Given task – Please copy out every item below in full, including the text of each request, and shift every point coordinate in the answers by adding 102 to it. Leave the sample pairs in the requests unchanged, and leave the pictures out.

Data entries –
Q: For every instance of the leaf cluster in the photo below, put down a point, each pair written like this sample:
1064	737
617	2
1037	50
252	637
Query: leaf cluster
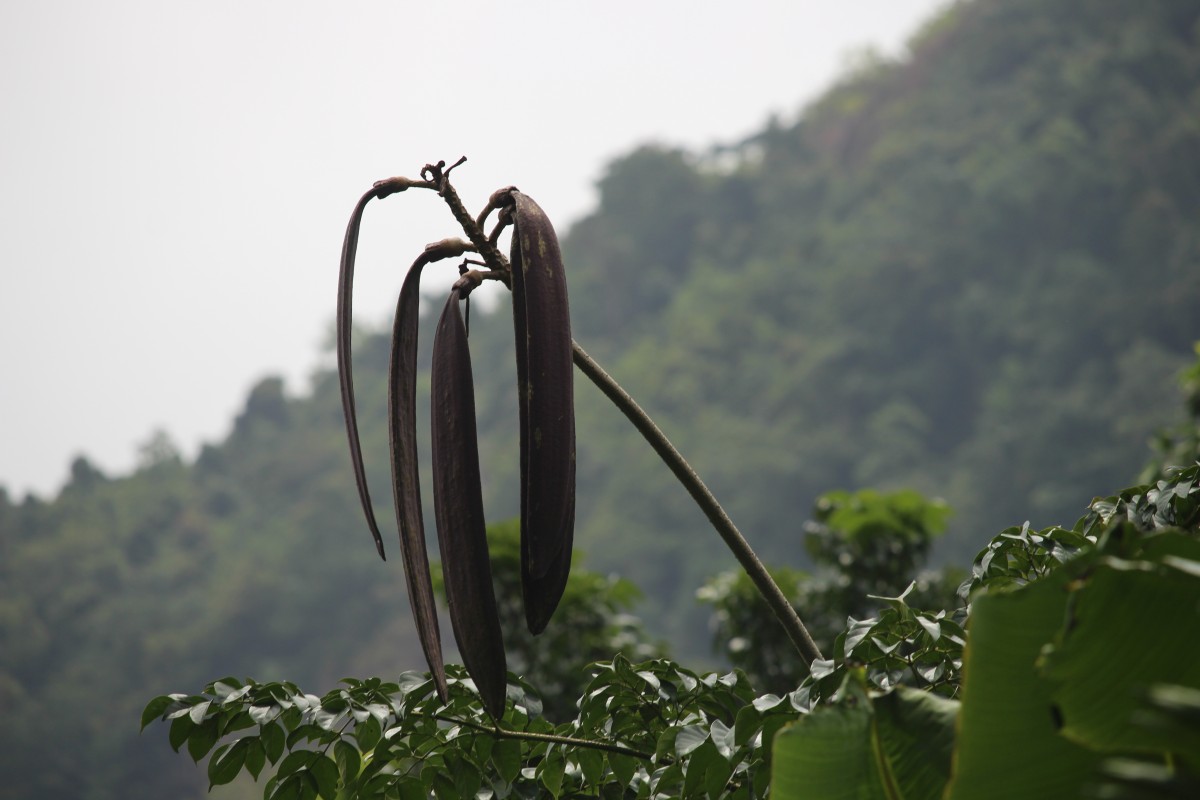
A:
643	731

Exercise answer –
Q: For every instance of the leaf cluster in the photo below, put down a point, each pair written like this sample:
1064	737
617	2
1037	50
252	637
Query: leaf cluster
A:
745	833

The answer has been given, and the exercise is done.